━━━ PASSAGE TO READ ━━━
Five exploratory wells were drilled at the start of the development in 2015. Based on the results of logs interpretation the accepted OWC true vertical depth (TVD) is -3105 m in the main block and -3116 m in the northern block. Resistivity boundary values were obtained from the results of relative phase permeability studies to determine the type of fluids. Then, according to Archi-Dakhnov equation, the critical values like Ws* – water saturation at which gravitational water emerges in the flow and Ws** – water saturation at which the flow consists only of gravitational water were expressed. For the reservoir J1 critical resistivity value is 8.2 Ohm-m and the ambiguous saturation zone in the interval ranges from 7.7 to 8.2 Ohm-m. The resistivity values are close to the point that may lead to an error in determining the fluid content. It is notable that water was produced during the test in only one well, while the inflow also produced dissolved gas and a film of oil. Due to the small amount of samples, further study of the water saturation boundary values and resistivity is necessary to determine the saturation behavior. Without new core samples the question of determining the «true» rock resistivity and the corresponding reservoir saturation behavior may be further studied by well logs and geochemical reservoir models. A similar method is described in the work by A.I Melnik. [3].
To date the main uncertainty is the OWC level around the main deposit, as the fluid contact boundary of the northern block near the exploratory well 4R was confirmed by the pilot well logs 12PL, where the OWC TVD is -3115m according to the log results. Fig. 3 shows the scheme of the substantiated fluid contacts. The results determining the OWC level in the drilled wells in the main deposit:
1) Well 2R. According to the well logging results, the J1 formation fluid is in perforated and non-perforated sections in the TVD -3094 ÷ -3109m interval and possibly with less volume in the TVD -3109 ÷ -3115.4m interval. There is gas-cut oil with a small amount of water in the inflow. According to the log data interpretation, the OWC in well 2R is penetrated in the reservoir at TVD -3105.8m.
━━━
# REQUIREMENTS
#1 Answer these questions from the reservoir passage, one line each:
(a) In what year were the five exploratory wells drilled?
(b) What is the critical resistivity value for reservoir J1?
(c) At what TVD is the OWC in well 2R penetrated, according to the log data interpretation?
#2 Using the reservoir passage, explain why the main uncertainty is the OWC level around the main deposit rather than in the northern block.
#3 Reproduce word for word the part of the reservoir passage that opens with the words "To date the" and closes with "at TVD -3105.8m.".
━━━ DATA EXCERPTS ━━━
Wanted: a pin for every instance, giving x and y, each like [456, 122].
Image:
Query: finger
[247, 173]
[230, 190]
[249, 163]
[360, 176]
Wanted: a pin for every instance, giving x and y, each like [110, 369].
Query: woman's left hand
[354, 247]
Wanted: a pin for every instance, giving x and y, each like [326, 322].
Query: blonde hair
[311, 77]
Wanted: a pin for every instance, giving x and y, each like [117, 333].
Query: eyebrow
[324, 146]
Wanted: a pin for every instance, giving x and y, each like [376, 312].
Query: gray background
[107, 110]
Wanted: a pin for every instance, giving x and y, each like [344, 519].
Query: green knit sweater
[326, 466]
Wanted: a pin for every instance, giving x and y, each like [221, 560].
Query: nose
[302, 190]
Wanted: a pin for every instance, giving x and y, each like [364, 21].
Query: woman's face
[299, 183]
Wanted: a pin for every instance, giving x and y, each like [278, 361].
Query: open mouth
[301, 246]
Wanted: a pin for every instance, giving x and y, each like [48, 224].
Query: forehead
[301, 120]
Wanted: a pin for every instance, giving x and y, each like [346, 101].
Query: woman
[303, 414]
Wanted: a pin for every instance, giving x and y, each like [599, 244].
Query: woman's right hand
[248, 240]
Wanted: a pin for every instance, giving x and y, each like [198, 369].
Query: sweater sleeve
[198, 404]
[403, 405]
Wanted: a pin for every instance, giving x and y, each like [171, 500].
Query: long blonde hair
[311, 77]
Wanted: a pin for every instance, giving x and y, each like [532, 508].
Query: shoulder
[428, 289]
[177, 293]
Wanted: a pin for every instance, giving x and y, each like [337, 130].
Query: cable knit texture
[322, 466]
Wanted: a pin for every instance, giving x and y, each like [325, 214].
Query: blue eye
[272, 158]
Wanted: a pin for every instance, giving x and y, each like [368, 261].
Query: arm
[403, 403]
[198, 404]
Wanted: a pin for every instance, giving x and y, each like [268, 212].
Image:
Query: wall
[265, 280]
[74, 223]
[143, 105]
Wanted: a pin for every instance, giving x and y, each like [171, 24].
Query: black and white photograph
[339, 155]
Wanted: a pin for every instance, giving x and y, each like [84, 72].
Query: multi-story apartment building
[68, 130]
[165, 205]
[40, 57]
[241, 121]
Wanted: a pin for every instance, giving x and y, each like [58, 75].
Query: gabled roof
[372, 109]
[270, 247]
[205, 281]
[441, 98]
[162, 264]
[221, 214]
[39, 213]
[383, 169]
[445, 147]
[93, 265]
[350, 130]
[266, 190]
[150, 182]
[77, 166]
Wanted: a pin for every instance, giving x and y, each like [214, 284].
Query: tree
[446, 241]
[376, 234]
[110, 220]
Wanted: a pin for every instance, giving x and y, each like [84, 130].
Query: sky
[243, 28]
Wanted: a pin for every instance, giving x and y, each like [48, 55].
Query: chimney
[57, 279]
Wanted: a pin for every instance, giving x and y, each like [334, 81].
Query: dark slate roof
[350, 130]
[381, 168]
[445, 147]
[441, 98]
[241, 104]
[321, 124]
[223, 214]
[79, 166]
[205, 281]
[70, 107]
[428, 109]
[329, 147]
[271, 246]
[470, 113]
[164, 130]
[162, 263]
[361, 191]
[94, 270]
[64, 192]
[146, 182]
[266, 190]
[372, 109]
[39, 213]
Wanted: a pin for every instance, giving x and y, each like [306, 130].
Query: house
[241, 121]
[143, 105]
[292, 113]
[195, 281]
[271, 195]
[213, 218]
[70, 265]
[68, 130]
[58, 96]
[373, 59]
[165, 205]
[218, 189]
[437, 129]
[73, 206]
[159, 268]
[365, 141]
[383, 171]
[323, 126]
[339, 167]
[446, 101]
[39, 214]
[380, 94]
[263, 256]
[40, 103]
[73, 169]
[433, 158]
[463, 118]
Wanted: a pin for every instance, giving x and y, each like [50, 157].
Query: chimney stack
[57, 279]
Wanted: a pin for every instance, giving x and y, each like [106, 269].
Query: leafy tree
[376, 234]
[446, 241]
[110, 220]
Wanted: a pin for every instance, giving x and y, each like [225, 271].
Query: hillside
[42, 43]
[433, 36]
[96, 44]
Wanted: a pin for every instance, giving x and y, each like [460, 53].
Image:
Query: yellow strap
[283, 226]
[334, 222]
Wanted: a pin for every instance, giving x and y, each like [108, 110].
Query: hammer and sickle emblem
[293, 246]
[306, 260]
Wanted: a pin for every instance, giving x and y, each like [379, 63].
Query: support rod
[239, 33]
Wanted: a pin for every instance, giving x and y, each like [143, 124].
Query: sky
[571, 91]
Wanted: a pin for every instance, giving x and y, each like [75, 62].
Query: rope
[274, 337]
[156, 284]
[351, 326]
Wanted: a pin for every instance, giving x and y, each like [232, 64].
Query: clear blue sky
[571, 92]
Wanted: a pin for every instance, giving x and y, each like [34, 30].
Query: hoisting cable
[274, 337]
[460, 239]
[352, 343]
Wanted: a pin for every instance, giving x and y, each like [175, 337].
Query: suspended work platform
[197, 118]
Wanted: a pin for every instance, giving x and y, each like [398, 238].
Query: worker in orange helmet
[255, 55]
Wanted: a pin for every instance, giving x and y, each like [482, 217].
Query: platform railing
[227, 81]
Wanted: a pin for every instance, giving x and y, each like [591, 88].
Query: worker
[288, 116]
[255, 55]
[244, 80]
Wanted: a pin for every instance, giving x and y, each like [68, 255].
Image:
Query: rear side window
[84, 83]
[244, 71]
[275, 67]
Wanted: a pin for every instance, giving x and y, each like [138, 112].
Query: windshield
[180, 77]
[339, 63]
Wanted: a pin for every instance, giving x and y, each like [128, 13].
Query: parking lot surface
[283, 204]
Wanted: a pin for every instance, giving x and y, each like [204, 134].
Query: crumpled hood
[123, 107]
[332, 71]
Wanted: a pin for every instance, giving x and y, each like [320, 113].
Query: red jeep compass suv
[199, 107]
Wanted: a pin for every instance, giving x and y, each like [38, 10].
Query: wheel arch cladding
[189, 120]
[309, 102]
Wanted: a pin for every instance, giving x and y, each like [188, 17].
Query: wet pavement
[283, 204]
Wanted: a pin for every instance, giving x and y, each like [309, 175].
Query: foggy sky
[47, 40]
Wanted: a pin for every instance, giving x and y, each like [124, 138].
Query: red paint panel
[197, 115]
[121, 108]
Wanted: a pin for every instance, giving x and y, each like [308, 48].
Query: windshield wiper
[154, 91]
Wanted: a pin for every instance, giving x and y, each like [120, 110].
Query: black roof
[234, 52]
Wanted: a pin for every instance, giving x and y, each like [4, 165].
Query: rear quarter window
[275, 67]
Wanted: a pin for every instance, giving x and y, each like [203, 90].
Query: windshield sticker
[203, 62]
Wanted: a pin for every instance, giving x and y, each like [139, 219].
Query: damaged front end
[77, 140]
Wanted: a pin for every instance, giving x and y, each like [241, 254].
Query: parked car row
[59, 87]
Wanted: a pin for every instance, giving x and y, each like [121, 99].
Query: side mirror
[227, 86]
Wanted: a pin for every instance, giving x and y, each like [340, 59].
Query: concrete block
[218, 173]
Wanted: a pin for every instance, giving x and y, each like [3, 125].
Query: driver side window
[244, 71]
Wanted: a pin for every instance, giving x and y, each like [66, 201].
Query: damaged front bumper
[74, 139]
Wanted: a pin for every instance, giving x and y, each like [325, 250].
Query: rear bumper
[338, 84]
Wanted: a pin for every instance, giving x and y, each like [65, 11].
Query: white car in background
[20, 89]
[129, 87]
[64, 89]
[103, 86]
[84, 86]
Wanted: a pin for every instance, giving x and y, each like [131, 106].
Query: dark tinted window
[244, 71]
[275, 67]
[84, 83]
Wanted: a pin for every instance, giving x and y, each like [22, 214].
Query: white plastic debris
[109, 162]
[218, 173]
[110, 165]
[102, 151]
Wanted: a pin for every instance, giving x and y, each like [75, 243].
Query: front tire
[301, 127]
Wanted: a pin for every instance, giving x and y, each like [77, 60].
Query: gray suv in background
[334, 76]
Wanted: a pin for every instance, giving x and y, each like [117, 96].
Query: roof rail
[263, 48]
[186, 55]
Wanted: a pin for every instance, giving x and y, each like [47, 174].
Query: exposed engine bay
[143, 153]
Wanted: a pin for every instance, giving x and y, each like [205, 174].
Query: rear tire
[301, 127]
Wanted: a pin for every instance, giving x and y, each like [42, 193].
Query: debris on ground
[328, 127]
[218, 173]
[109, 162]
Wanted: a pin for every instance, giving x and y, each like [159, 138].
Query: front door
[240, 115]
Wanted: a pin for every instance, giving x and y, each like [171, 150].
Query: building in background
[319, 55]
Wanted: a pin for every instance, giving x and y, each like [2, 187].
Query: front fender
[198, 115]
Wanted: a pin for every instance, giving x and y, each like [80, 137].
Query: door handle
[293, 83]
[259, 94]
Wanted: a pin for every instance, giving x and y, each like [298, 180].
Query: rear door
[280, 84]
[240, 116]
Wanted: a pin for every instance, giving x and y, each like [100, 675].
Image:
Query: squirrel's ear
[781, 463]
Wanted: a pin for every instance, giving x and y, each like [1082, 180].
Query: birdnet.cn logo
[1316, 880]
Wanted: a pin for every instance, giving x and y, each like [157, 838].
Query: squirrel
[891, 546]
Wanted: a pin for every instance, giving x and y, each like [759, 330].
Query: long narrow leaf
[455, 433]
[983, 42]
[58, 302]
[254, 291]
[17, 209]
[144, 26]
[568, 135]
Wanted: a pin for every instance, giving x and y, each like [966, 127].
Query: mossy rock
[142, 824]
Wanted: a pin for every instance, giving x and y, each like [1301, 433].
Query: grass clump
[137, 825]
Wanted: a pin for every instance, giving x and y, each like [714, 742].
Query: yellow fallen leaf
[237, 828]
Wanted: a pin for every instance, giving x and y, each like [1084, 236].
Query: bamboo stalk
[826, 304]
━━━
# PER-TASK ANSWERS
#1
(a) 2015
(b) 8.2 Ohm-m
(c) -3105.8 m

#2 The fluid contact boundary of the northern block, near exploratory well 4R, was confirmed by logs from pilot well 12PL. Those logs give an OWC TVD of -3115 m.

#3
To date the main uncertainty is the OWC level around the main deposit, as the fluid contact boundary of the northern block near the exploratory well 4R was confirmed by the pilot well logs 12PL, where the OWC TVD is -3115m according to the log results. Fig. 3 shows the scheme of the substantiated fluid contacts. The results determining the OWC level in the drilled wells in the main deposit:
1) Well 2R. According to the well logging results, the J1 formation fluid is in perforated and non-perforated sections in the TVD -3094 ÷ -3109m interval and possibly with less volume in the TVD -3109 ÷ -3115.4m interval. There is gas-cut oil with a small amount of water in the inflow. According to the log data interpretation, the OWC in well 2R is penetrated in the reservoir at TVD -3105.8m.